◆ TASK DETAILS: Only the count is needed. Count the lines below with the word "basketball" in them.

◇ ◇ ◇ ◇ ◇ ◇ ◇

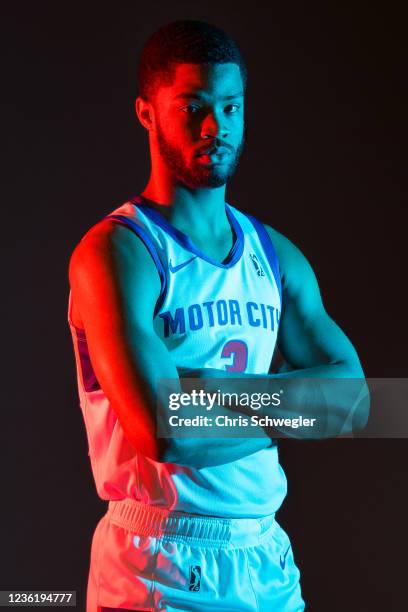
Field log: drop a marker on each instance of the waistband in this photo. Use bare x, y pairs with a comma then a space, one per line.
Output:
146, 520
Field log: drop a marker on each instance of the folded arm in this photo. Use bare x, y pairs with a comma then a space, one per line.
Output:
115, 287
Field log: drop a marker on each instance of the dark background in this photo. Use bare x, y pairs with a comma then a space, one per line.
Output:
323, 165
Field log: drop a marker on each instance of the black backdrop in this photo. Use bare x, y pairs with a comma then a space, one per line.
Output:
323, 165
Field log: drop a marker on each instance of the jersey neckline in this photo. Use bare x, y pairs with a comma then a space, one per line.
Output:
181, 238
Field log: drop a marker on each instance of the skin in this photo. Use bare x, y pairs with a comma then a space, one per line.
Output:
115, 284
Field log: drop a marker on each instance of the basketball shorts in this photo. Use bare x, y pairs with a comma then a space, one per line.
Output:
146, 558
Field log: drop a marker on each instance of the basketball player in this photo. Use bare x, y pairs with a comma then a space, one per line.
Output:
176, 279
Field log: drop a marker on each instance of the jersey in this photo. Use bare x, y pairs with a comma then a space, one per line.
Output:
209, 314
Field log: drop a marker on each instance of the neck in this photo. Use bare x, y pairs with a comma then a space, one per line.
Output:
201, 209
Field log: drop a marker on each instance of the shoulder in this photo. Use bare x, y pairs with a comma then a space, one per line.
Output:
109, 241
112, 260
295, 268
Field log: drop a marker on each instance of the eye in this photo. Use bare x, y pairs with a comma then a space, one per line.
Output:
232, 108
190, 108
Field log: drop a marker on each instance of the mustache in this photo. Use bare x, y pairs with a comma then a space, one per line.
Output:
216, 147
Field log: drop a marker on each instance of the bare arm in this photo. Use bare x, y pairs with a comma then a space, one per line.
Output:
115, 286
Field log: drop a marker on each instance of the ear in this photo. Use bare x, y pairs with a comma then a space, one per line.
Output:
145, 113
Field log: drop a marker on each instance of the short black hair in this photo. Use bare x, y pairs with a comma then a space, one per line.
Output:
184, 42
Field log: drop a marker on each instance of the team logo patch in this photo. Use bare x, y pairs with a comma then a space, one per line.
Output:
257, 265
195, 578
282, 560
175, 269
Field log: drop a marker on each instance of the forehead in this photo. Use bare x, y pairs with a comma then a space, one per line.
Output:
204, 79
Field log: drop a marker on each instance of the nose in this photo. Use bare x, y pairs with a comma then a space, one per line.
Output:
212, 127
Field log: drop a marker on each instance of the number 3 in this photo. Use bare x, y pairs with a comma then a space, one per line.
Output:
239, 350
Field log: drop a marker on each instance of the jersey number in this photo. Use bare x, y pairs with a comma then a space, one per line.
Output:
239, 350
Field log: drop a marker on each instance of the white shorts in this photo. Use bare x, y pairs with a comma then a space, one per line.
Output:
146, 558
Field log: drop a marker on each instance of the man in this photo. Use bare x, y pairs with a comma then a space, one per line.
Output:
175, 280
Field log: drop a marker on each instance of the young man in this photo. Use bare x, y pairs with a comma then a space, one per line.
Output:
177, 279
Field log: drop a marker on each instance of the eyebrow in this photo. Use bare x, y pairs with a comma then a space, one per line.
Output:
197, 96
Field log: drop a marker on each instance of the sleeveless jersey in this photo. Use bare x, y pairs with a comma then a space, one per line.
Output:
209, 314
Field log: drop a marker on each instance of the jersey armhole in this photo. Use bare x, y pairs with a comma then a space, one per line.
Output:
269, 250
145, 238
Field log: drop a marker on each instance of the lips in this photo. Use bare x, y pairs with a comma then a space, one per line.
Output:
214, 156
214, 151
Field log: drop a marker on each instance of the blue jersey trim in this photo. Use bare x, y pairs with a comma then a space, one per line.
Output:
145, 238
269, 250
181, 238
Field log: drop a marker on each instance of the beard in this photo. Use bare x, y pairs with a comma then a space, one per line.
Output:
197, 176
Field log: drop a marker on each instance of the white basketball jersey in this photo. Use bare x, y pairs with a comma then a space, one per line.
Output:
209, 314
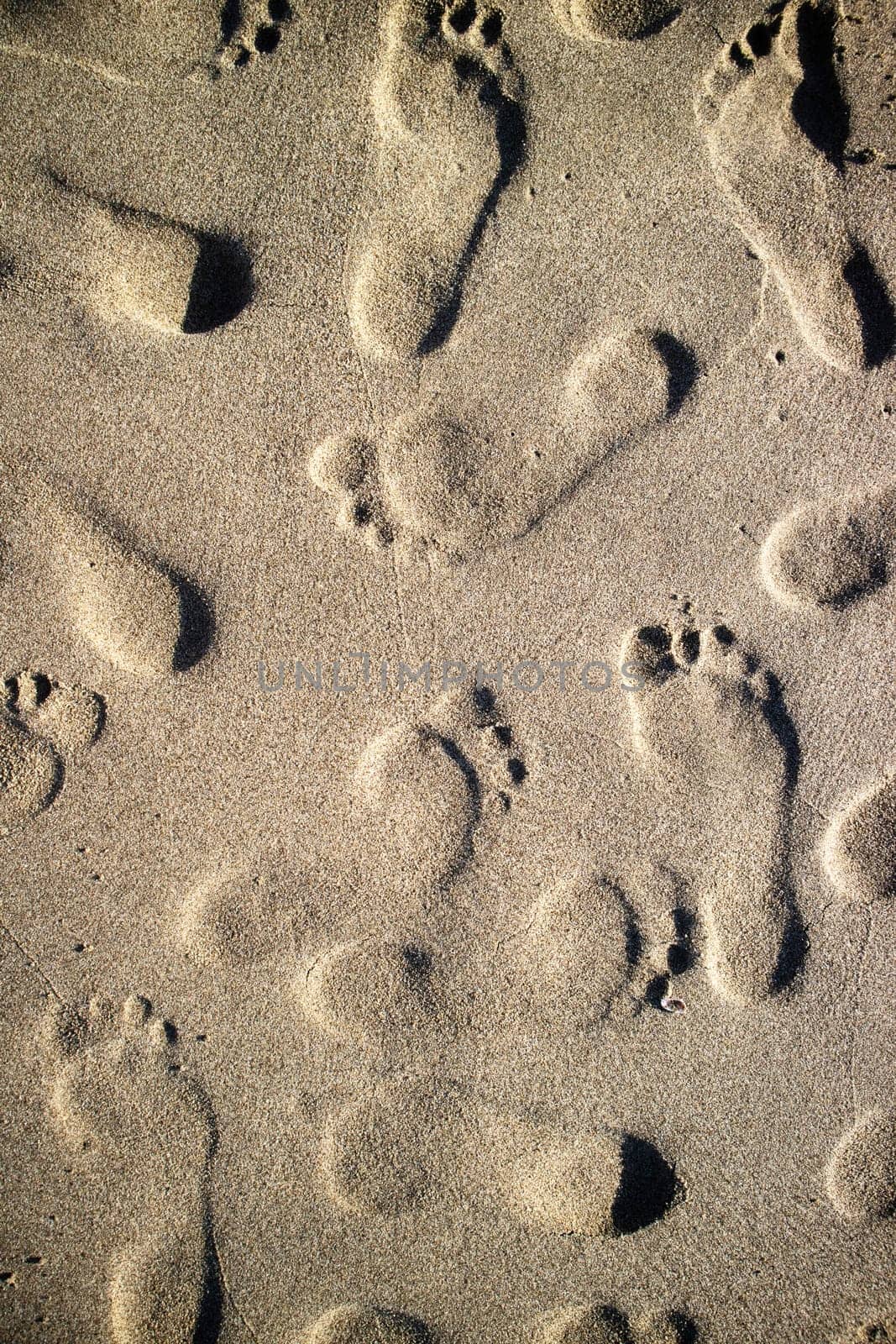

◇ ◇ ◇ ◇ ◇ ◇ ◇

◆ ANSWER SECTION: 3